** START OF SOURCE DOCUMENT **

Are you using MediaInfo to determine whether or not you have 30i or 24p SD material? If so, that simply looks at the header to the video files to see what the container say its framerate is. Most DVDs are telecined 24p material, but depending on how they were treated before mastering, they can be marked as either 24p with pulldown or 30i.

The best way to truly determine what sort of stream you have is stepping through the video and using your eyes. This method helps make it a little easier to determine when stepping through the video.

I use a program called DGIndex to index my mpegs before feeding to avisynth. At the bottom of the file that is output from DGIndex (video_filename.d2v) is a number that shows you the percentage of frames that are VIDEO or FILM. FILM is progressive, VIDEO is generally interlaced (it is possible to have a progressive video that is hard telecined, which shows up as interlaced). Regardless of the percentage that is spit out, stepping through the video will give you your answer.

** END OF SOURCE DOCUMENT **
** START OF SUPPLIED INFORMATION **

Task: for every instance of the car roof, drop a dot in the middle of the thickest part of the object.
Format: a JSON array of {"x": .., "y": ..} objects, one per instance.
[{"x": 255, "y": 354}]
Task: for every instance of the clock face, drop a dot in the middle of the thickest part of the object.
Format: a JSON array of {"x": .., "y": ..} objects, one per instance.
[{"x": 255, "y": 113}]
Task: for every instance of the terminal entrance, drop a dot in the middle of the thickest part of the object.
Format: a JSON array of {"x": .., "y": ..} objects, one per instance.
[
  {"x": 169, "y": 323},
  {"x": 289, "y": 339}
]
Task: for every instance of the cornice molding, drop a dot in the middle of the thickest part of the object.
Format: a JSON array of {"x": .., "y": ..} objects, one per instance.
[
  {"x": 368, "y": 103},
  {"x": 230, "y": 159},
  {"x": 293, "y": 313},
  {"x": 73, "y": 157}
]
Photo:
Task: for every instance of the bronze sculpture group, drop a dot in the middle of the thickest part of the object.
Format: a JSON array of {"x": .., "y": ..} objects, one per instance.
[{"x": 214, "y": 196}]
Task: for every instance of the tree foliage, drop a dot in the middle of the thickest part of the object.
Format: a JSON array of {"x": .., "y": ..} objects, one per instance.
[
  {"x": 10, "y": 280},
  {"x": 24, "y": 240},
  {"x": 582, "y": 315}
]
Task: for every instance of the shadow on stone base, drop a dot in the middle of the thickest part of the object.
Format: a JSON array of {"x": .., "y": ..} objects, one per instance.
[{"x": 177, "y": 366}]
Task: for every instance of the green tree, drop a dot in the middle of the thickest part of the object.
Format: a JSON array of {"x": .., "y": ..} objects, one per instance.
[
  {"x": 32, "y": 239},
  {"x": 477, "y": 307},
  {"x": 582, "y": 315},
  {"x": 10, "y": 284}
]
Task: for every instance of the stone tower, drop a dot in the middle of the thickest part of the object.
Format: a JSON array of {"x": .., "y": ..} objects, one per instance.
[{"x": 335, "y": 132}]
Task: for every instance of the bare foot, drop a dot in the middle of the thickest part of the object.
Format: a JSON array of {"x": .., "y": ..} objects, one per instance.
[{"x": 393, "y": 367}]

** END OF SUPPLIED INFORMATION **

§ **WHAT THIS EXERCISE ASKS**:
a – Quote the stretch of the post on detecting telecined video from "Are you using" through "through the video.".
b – List every software program mentioned by name in the post on detecting telecined video.
c – Carry on writing the post on detecting telecined video, beginning right after its final sentence.
The records have no connection to the post on detecting telecined video.

§ **RESPONSES PER TASK**:
a –
Are you using MediaInfo to determine whether or not you have 30i or 24p SD material? If so, that simply looks at the header to the video files to see what the container say its framerate is. Most DVDs are telecined 24p material, but depending on how they were treated before mastering, they can be marked as either 24p with pulldown or 30i.

The best way to truly determine what sort of stream you have is stepping through the video and using your eyes. This method helps make it a little easier to determine when stepping through the video.

b – MediaInfo, DGIndex, avisynth

c –
If you are interested in delving into filtering, deinterlacing, etc, you really should start learning to use avisynth. There is really NO comparison with what you can do with it and what is available with Handbrake. I believe that MeGUI is a frontend that uses avisynth+x264. I have never used it, so I can't really tell you. I have played around with XVID4PSP in the past. It is a GUI that will take a video input and build a avs script for you and then send it to an encoder. It has a lot of options for filters.

Here is a site where an avisynth user did a lot of comparisons of some of the available filters. It is an interesting place to start to get a handle on what can be accomplished and how things compare. When it all comes down to it, you will need to tinker, play, tweak until you find something that you like. It will probably be different for different videos.


----------



## dlfl (Jul 6, 2006)

Wouldn't gspot provide some useful info, perhaps a little easier to start out with than avisynth?


----------



## txporter (Sep 18, 2006)

Gspot will give you a better feel for the framerate since it actually runs through the file rather than just looking at the header. Not sure how good it is at determing pulldown video vs interlaced. It IS better than just using MediaInfo though.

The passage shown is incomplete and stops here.